AIM A »
Quote the passage on copyleft between "The requirement that" and "of the excuse.", inclusive.

:: TEXT EXTRACT ::

The central idea of copyleft is that we give everyone permission to run the program, copy the program, modify the program, and distribute modified versions--but not permission to add restrictions of their own. Thus, the crucial freedoms that define "free software" are guaranteed to everyone who has a copy; they become inalienable rights.

For an effective copyleft, modified versions must also be free. This ensures that work based on ours becomes available to our community if it is published. When programmers who have jobs as programmers volunteer to improve GNU software, it is copyleft that prevents their employers from saying, "You can't share those changes, because we are going to use them to make our proprietary version of the program."

The requirement that changes must be free is essential if we want to ensure freedom for every user of the program. The companies that privatized the X Window System usually made some changes to port it to their systems and hardware. These changes were small compared with the great extent of X, but they were not trivial. If making changes was an excuse to deny the users freedom, it would be easy for anyone to take advantage of the excuse.

:::
:: RAW DATA ::

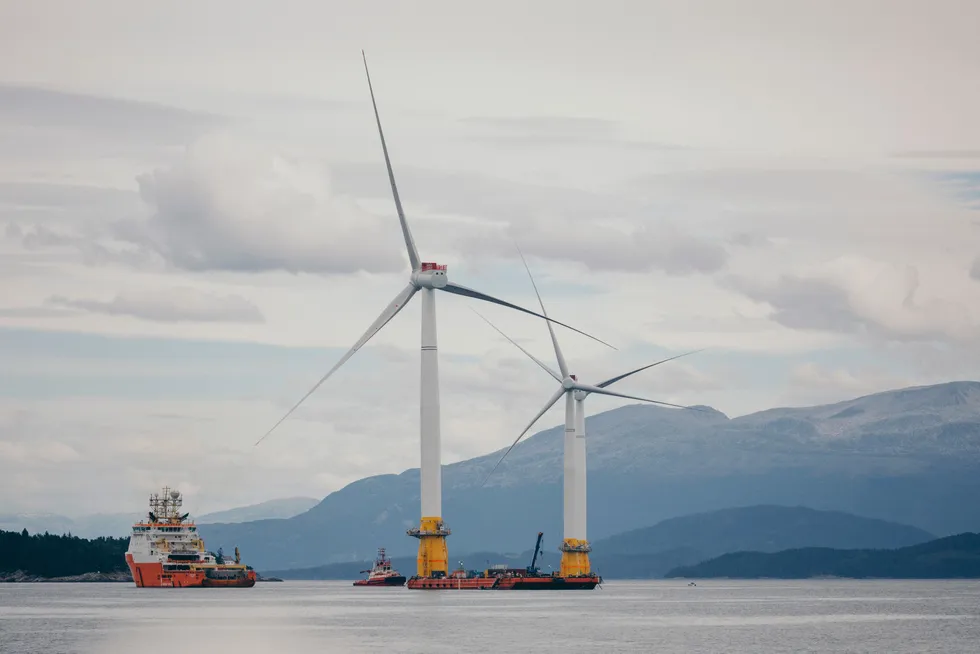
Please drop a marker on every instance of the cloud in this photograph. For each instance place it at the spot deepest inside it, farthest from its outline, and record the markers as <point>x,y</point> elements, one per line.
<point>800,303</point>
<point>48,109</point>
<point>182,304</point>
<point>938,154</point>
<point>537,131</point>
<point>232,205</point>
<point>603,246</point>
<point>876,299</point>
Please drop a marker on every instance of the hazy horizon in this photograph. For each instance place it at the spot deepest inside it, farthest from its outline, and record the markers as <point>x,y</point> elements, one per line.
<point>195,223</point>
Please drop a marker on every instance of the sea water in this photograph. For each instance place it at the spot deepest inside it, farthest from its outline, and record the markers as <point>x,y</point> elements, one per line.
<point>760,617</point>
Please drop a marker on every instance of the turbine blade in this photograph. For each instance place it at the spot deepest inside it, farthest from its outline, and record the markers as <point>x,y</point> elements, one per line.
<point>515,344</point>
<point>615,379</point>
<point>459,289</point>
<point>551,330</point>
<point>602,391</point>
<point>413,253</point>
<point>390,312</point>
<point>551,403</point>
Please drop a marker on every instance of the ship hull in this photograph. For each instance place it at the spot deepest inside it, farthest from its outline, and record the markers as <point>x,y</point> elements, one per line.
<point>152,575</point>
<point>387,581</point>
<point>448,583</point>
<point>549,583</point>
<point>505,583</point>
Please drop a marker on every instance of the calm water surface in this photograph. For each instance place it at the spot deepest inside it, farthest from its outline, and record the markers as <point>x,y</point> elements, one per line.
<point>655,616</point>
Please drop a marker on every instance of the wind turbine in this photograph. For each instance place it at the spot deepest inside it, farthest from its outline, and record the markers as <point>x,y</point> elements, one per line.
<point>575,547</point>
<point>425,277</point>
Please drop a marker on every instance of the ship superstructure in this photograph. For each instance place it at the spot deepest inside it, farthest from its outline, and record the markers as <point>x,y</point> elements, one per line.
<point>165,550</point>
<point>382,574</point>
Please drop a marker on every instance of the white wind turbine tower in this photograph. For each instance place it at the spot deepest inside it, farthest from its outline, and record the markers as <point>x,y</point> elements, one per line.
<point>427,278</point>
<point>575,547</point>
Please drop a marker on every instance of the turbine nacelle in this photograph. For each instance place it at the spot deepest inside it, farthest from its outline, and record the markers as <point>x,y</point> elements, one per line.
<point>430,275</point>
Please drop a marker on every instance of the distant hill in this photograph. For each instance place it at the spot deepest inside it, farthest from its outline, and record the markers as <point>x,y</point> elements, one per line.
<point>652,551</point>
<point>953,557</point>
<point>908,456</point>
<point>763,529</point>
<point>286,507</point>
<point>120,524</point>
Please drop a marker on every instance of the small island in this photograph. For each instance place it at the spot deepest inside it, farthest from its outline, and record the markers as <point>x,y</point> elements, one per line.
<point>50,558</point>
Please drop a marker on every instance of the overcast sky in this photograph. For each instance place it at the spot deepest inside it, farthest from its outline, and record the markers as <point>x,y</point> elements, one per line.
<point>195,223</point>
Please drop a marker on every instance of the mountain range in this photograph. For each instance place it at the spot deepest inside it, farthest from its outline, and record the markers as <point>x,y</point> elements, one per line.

:::

AIM B »
From the rows, print the lines between the lines holding "Please drop a marker on every instance of the white" and "<point>50,558</point>", inclusive.

FINISHED ANSWER A »
The requirement that changes must be free is essential if we want to ensure freedom for every user of the program. The companies that privatized the X Window System usually made some changes to port it to their systems and hardware. These changes were small compared with the great extent of X, but they were not trivial. If making changes was an excuse to deny the users freedom, it would be easy for anyone to take advantage of the excuse.

FINISHED ANSWER B »
Please drop a marker on every instance of the white wind turbine tower in this photograph. For each instance place it at the spot deepest inside it, farthest from its outline, and record the markers as <point>x,y</point> elements, one per line.
<point>427,278</point>
<point>575,547</point>
Please drop a marker on every instance of the turbine nacelle in this photograph. For each instance place it at the spot deepest inside it, farthest from its outline, and record the markers as <point>x,y</point> elements, one per line.
<point>430,275</point>
Please drop a marker on every instance of the distant hill in this photograph. For each instance place it at the spot deepest inside it, farthest from its outline, and record the markers as <point>x,y</point> elements, one per line.
<point>652,551</point>
<point>953,557</point>
<point>908,456</point>
<point>763,529</point>
<point>286,507</point>
<point>120,524</point>
Please drop a marker on every instance of the small island in this photograph. For each instance place it at the spot deepest inside it, farthest from its outline, and record the markers as <point>x,y</point> elements, one per line.
<point>50,558</point>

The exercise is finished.